Using the information
**1)** In the post about TARP repayments below, what limit on executive cash compensation applied to organizations taking part in TARP?
**2)** Retype the passage of the TARP post between "So when Wells" and "live with that.", inclusive.
**3)** Write what comes next in the post about banks and TARP funds, starting after its final sentence.

Selected extract
Somewhat understandably because of the way Hank Paulson, umm handled, the first round of bailout funds, it now appears that many of the institutions that took funds from the Troubled Asset Relief Program (TARP) thought it was free money with no strings attached.
So when Wells Fargo announced this week that it would be repaying TARP funds before the end of the year, Wall Street cheered and their share price jumped. The second wave of news revealed that the real reason for the seemingly miraculous turnaround was the $500,000 limit in cash compensation for executives of organizations that participate in TARP. Basically these bankers don’t want to participate in capitalism if they can’t get a King’s ransom for it. I talk a lot about value and linkages, and clearly banking executives value getting paid a lot, and I wouldn’t be surprised if there’s a correlation, if not a cause, between a certain minimum pay and bank performance. I can live with that.
The part that got my dander up, and it is up, was hearing that the banks that took TARP funds are now pushing back on paying the significant premiums they agreed to pay when they took the money. They are refusing to make a payment they agreed to when they took the money. . .Do you think people buy cars from schlunky used car dealers with outrageous interest rates because they like it? NO! They do it because no one else will loan them the money because they have crummy credit ratings and the schlunky car dealer is their last resort (in some cases I think it is actually because they are bad at math, but I will come back to that). And do those people on Main Street driving those used cars get to refuse to make payments they agreed to? I don’t think so. Who are these people running these banks behaving like this and why don’t we get rid of them like we did with Rick Wagoner at GM?
But it gets worse.

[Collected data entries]
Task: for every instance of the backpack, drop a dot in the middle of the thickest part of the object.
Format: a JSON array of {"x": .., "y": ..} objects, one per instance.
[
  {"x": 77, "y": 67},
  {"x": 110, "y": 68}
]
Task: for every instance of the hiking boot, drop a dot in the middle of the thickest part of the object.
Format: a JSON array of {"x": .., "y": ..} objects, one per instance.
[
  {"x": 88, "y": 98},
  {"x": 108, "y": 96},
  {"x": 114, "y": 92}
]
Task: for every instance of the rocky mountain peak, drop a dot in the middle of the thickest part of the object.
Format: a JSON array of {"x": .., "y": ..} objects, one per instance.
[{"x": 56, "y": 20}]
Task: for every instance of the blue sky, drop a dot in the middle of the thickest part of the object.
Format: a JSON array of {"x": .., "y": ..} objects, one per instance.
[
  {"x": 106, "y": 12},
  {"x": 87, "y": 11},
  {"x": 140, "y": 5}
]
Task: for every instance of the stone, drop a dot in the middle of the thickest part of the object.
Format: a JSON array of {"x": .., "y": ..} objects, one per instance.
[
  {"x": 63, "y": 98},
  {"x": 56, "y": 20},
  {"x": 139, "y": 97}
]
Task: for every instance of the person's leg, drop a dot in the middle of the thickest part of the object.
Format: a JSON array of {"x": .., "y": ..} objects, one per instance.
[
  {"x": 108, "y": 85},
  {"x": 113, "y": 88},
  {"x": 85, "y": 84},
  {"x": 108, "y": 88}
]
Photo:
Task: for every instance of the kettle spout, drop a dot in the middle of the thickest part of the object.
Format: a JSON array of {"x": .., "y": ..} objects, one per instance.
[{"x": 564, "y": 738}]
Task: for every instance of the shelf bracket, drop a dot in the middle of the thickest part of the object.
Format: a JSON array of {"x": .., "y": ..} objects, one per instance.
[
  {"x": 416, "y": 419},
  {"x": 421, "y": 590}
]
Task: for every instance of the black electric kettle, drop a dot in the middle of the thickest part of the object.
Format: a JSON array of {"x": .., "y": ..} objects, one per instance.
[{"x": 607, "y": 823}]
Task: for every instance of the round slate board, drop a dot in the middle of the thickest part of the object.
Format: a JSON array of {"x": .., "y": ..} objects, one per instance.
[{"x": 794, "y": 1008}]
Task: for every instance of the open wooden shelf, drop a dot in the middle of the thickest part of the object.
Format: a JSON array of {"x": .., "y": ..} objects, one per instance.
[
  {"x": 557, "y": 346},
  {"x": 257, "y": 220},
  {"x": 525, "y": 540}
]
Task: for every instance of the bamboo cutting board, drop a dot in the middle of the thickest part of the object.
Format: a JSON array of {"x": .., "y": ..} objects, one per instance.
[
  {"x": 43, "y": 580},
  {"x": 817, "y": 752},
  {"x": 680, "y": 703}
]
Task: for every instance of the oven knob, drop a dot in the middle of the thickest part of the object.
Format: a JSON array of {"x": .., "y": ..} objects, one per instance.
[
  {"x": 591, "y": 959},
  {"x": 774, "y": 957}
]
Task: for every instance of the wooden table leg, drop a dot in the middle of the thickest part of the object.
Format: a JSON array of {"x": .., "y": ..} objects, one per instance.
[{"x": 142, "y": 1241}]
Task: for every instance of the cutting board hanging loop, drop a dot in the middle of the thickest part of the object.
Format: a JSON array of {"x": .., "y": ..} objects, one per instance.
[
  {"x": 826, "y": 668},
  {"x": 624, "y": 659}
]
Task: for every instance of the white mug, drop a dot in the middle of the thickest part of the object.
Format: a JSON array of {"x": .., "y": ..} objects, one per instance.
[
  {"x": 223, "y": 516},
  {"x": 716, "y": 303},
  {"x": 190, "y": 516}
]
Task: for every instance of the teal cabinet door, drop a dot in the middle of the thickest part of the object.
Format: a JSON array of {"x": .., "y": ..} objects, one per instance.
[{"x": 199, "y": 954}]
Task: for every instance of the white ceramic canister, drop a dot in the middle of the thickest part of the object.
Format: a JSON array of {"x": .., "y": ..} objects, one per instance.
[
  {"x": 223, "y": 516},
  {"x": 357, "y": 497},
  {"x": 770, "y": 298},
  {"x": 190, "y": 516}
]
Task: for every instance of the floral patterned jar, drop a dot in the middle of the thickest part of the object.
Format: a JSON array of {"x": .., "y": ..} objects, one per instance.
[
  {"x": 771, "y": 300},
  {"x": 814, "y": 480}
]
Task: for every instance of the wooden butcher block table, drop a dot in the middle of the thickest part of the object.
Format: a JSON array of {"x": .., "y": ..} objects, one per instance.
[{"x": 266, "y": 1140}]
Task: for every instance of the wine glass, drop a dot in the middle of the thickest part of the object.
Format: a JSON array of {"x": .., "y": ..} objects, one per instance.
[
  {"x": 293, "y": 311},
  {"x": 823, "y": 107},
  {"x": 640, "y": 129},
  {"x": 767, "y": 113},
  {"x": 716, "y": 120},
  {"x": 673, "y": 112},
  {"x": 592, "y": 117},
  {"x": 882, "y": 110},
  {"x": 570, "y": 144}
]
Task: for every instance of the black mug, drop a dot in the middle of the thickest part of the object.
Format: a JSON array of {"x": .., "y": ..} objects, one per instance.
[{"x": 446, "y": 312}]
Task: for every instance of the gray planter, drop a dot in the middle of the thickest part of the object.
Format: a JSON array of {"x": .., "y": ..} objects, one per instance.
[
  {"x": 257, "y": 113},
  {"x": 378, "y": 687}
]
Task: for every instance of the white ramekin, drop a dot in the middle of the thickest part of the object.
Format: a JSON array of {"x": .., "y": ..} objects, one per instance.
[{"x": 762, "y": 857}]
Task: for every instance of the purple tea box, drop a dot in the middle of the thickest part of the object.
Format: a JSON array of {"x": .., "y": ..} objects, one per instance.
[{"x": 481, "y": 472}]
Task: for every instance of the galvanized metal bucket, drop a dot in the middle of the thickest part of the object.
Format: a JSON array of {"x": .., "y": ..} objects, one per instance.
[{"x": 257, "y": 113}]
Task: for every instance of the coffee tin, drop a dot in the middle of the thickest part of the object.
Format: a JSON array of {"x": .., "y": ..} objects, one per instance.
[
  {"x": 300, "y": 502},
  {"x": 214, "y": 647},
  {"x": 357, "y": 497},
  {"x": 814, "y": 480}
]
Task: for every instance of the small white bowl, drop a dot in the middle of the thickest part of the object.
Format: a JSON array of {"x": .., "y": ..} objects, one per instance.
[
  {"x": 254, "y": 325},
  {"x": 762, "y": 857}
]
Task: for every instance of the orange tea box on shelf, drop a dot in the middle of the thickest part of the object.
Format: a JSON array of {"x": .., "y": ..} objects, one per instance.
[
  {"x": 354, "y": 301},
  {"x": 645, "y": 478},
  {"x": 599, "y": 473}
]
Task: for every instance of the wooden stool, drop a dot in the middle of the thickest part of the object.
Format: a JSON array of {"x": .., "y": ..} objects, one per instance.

Results by task
**1)** $500,000.

**2)**
So when Wells Fargo announced this week that it would be repaying TARP funds before the end of the year, Wall Street cheered and their share price jumped. The second wave of news revealed that the real reason for the seemingly miraculous turnaround was the $500,000 limit in cash compensation for executives of organizations that participate in TARP. Basically these bankers don’t want to participate in capitalism if they can’t get a King’s ransom for it. I talk a lot about value and linkages, and clearly banking executives value getting paid a lot, and I wouldn’t be surprised if there’s a correlation, if not a cause, between a certain minimum pay and bank performance. I can live with that.

**3)**
Now the banks are being pressured to sell off their worst mortgages, their toxic assets, what industry analysts have said is more than $1 trillion in the US, and the banks are saying “no” to that as well. The issue is that the banks value these assets much higher than the investors are willing to pay. The New York Times reported this morning that Frank Pallotta, a former Morgan Stanley mortgage trader said that because the gap is so wide “if every bank was forced to sell at the market clearing price, you would have only five banks left in the market.” I am sorry if the timing isn’t convenient for these banks to sell their toxic assets, but as I understand it, many of them would have died without TARP anyway, so they lost their right to decide whether it is, or is not, good timing.
As I understand it, to be a great banker, you need to be good at math, and understand risk. Clearly, the bankers that got us into this mess failed at that simple formula (I get that it’s slightly more complex than that). I am not an expert in banking, but my question to Frank Pallotta is, “why can’t we have just five banks?” let’s rethink that and see if, in the long run, that is a good solution.
This is all about getting the outcome we want, and as usual, I don’t care “how” we get there. We already saw what a disaster relief funds without strings were, if Treasury gets lax and fails to enforce what was agreed to up front, I don’t know why we would expect a different outcome.